Records from a dataset:
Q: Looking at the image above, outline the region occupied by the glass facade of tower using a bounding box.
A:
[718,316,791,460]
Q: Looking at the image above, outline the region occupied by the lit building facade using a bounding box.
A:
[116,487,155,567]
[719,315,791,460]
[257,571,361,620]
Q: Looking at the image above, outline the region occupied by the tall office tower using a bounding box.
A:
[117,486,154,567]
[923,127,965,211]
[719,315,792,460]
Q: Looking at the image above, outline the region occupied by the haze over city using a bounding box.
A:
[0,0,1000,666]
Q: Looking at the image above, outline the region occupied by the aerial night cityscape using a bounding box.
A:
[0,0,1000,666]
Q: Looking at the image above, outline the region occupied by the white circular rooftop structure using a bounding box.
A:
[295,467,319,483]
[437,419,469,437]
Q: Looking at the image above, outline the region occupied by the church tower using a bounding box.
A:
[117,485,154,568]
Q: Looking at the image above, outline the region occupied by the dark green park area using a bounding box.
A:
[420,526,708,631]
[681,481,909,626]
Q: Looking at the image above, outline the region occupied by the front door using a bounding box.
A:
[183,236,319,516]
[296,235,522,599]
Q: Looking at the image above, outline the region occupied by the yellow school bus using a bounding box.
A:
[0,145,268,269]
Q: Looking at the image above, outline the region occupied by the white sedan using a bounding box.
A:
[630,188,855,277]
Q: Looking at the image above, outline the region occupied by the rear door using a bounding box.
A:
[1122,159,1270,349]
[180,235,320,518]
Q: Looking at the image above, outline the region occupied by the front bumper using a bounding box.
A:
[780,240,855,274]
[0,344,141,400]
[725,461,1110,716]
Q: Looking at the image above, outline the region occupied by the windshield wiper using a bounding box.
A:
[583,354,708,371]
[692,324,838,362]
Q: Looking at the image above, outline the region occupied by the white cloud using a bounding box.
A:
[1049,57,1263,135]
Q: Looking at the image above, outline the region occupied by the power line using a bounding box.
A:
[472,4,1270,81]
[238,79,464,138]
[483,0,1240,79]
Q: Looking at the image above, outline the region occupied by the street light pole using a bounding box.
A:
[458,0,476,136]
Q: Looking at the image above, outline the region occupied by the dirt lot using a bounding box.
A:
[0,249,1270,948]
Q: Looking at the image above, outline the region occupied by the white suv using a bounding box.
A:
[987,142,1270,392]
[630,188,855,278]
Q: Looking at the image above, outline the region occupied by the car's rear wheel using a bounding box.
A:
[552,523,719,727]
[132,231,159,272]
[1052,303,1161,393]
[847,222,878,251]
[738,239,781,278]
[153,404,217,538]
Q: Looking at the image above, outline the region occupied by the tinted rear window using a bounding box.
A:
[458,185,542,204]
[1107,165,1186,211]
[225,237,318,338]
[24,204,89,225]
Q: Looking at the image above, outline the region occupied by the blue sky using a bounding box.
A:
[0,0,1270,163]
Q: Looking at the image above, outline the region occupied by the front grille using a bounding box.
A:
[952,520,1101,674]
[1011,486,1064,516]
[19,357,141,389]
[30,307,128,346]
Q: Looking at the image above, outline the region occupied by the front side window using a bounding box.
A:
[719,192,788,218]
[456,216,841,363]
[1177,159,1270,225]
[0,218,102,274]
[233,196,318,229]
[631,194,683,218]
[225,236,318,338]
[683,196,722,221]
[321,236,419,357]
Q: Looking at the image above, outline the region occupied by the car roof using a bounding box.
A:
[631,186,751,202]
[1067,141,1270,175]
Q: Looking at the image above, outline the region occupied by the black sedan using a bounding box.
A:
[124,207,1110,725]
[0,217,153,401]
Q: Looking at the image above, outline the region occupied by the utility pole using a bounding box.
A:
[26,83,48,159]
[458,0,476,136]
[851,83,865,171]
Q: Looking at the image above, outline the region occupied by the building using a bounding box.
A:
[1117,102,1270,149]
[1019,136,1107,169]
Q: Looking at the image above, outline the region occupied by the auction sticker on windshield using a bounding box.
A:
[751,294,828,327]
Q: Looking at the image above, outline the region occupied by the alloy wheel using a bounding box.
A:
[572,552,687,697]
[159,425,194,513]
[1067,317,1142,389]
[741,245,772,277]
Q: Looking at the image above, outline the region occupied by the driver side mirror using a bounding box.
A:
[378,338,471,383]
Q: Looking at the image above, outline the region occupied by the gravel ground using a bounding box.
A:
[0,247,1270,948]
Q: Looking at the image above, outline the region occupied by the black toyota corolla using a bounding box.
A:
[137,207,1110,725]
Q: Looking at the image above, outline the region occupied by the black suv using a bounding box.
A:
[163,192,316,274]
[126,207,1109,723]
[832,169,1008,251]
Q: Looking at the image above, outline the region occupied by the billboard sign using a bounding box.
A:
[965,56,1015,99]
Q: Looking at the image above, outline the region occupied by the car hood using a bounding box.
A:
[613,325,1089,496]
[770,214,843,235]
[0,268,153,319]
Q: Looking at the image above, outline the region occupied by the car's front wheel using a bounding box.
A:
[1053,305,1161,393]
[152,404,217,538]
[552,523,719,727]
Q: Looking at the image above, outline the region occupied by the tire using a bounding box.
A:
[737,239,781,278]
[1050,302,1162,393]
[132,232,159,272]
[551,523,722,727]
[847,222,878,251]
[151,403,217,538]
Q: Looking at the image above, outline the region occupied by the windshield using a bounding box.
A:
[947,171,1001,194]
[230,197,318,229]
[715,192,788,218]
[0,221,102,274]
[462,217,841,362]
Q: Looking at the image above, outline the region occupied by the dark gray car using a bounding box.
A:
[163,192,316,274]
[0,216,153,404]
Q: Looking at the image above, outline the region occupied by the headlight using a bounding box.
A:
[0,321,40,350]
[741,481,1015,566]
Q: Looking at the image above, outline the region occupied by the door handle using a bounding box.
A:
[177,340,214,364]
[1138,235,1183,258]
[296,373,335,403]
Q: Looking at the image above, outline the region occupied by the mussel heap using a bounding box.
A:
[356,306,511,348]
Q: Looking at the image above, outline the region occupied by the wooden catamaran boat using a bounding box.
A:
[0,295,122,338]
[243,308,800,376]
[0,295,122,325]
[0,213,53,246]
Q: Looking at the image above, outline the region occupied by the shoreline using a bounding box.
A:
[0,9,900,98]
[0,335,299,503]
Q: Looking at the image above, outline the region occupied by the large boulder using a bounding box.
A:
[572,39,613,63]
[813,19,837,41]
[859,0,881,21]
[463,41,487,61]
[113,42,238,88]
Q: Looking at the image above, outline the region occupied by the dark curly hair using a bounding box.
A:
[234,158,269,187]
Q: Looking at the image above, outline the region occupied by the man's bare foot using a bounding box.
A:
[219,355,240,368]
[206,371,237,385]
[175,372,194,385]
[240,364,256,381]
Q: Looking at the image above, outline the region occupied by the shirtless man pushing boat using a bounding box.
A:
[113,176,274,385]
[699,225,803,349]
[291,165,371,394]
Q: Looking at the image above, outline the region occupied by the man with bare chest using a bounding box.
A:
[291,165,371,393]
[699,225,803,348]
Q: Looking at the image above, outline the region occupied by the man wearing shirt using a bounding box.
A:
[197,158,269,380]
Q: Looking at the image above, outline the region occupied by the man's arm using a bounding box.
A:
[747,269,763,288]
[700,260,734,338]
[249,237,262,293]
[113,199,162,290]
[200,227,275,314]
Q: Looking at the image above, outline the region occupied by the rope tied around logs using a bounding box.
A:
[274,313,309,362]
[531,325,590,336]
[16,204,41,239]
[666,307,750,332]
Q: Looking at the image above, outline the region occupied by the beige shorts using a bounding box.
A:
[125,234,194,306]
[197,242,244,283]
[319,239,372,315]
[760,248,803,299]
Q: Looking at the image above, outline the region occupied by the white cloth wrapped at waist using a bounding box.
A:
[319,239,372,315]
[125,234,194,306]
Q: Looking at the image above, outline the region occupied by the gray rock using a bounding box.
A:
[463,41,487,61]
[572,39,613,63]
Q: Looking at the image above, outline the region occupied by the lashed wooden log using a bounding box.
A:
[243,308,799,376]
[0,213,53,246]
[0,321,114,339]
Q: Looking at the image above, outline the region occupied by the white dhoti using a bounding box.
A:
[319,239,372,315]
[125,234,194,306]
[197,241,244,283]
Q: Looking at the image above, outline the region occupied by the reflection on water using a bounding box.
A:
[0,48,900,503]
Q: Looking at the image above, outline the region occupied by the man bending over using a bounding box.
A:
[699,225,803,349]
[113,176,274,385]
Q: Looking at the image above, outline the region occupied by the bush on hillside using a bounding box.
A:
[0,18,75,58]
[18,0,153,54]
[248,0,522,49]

> **Task goal**
Can you turn everything from the line containing "structure using a bounding box." down to the line containing "[483,0,1240,79]" in the records above into a JSON list of strings, one string per line, with blank lines left out?

> **Solution for this problem**
[
  "Q: Looking at the image above, outline the region occupied by the white circular rooftop structure using a bounding box.",
  "A:",
  "[295,467,319,483]",
  "[437,419,469,437]",
  "Q: Looking at the image above, outline the region occupied by the church tower using a bounding box.",
  "A:",
  "[117,485,154,568]",
  "Q: Looking at the image above, outline the region occupied by the dark green park area using a bounding box.",
  "A:",
  "[420,526,708,631]",
  "[681,481,909,626]",
  "Q: Looking at the image above, outline the region occupied by the front door using a bounding box.",
  "A:",
  "[183,236,319,516]",
  "[296,235,522,599]",
  "Q: Looking at the image above, outline the region occupied by the yellow school bus using a bounding box.",
  "A:",
  "[0,145,268,269]",
  "Q: Looking at the image above, outline the region occupied by the white sedan using a bounding box.",
  "A:",
  "[630,188,855,277]",
  "Q: Looking at the image above, outline the region occupied by the rear door using a bounding box.",
  "A:",
  "[1122,159,1270,349]",
  "[180,235,320,518]",
  "Q: Looking at the image above, outline the region occupied by the front bumper using a bounding box.",
  "A:",
  "[780,240,855,274]",
  "[0,344,141,400]",
  "[725,461,1110,716]",
  "Q: Looking at the image above, outline the region occupied by the windshield wiper using a bounding box.",
  "A:",
  "[583,354,708,371]",
  "[692,324,838,362]",
  "Q: Looking at the image above, outline the region occupied by the white cloud using a bounding box.",
  "A:",
  "[1049,57,1263,135]",
  "Q: Looking at the image above, outline the region occupied by the power line using a bounding box.",
  "A:",
  "[472,4,1270,81]",
  "[238,79,464,138]",
  "[483,0,1240,79]"
]